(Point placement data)
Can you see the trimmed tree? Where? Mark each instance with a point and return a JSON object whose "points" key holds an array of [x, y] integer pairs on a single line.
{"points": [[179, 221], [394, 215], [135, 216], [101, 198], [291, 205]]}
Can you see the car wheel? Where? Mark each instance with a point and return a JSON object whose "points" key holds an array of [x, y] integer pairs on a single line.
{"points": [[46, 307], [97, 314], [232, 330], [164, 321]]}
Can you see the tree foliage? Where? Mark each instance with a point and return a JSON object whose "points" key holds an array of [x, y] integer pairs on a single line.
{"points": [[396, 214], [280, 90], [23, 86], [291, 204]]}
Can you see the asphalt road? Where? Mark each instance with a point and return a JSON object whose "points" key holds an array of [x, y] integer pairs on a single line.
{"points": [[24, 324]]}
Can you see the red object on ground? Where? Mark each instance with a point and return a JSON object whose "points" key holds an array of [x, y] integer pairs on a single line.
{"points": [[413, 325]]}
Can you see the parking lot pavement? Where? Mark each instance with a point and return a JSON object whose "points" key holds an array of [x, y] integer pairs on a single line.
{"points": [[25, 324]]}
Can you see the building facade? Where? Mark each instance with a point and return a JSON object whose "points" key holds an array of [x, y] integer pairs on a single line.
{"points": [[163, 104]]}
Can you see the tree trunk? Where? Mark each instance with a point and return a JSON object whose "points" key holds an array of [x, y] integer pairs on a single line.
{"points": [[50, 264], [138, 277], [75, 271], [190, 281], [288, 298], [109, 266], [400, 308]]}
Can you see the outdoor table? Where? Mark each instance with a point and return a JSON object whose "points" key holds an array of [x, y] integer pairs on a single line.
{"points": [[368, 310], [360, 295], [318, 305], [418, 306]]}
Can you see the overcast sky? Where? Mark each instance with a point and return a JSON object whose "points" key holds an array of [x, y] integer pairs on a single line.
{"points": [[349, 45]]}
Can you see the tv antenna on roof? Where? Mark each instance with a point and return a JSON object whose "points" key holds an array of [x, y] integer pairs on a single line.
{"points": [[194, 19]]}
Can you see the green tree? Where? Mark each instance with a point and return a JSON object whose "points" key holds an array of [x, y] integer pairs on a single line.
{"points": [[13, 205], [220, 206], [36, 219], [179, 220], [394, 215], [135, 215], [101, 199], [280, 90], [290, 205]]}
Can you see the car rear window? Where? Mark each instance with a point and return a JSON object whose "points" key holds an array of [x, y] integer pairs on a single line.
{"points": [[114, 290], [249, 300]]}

» SET TASK: Please arrange every line of the data above as a Markdown table with two columns, Row and Line, numbering each row and leaving out blank lines.

» EXERCISE OUTPUT:
| Row | Line |
|---|---|
| 1 | Can you see the trimmed tree? Where? Mark each instance with a point and return a JSON object whose "points" key holds an array of [x, y] integer pairs on a single line. |
| 2 | {"points": [[179, 221], [394, 215], [135, 216], [101, 198], [291, 205]]} |
| 3 | Can you see the car wheel? Where? Mark each instance with a point and return a JSON object whose "points" key holds an array of [x, y] integer pairs on a single line. |
| 4 | {"points": [[46, 307], [97, 314], [232, 330], [164, 321]]} |
| 5 | Can you see the tree foliage? Where? Mark each instance with a point and return a JSON object whose "points" key holds an array of [x, y] integer pairs on a single line. |
| 6 | {"points": [[396, 214], [280, 90], [23, 86], [291, 204]]} |
| 7 | Can you see the asphalt road? Where? Mark each instance with a point and return a JSON object whose "points" key holds an array of [x, y] integer pairs on a single line. |
| 8 | {"points": [[24, 324]]} |
| 9 | Can you see the red object on ground? Where? Mark each instance with a point and return a JSON object whose "points" key holds an array of [x, y] integer pairs on a single line. |
| 10 | {"points": [[413, 325]]} |
| 11 | Can you see the parking lot pavement? Where? Mark each instance with a point and return a JSON object whose "points" key holds an array of [x, y] integer pairs on a single line. |
| 12 | {"points": [[25, 324]]} |
| 13 | Can you see the building facade? Where? Mark each instance with a point and return a JSON object whose "points" key holds an array of [x, y] integer pairs on a single line. |
| 14 | {"points": [[163, 104]]} |
| 15 | Can you see the tree trunk? Where? Mark each instance with a point and return a JSON object whose "points" key holds an array of [x, y] integer pairs on a single line. |
| 16 | {"points": [[50, 264], [138, 277], [75, 271], [190, 281], [288, 298], [109, 266], [400, 308]]} |
| 17 | Can you see the outdoor table? Where? Mark each instance with a point and return a JSON object whose "points" key holds an array of [x, y] integer pairs on a single line. |
| 18 | {"points": [[368, 310], [360, 295], [318, 305], [418, 306]]} |
| 19 | Can you see the overcast sky? Where? Mark each instance with a point and return a JSON object whose "points" key holds an array of [x, y] integer pairs on a single line. |
| 20 | {"points": [[349, 45]]} |
| 21 | Can you see the tv antenna on roof? Where? Mark each instance with a point and return a JSON object whose "points" key holds an array of [x, y] integer pairs on a single line. |
| 22 | {"points": [[194, 19]]} |
| 23 | Can you see the green tree? Where? Mark each instance with a point and return a JSON object whose "points" key holds an array of [x, y] integer pairs on a single line. |
| 24 | {"points": [[13, 205], [220, 206], [36, 219], [179, 220], [394, 215], [135, 215], [101, 199], [280, 90], [290, 205]]} |
| 25 | Can you see the car rear window? Where? Mark each instance with a point and return a JSON object whose "points" key holds an array of [x, y] integer pairs on a single line. |
| 26 | {"points": [[114, 290], [249, 300]]} |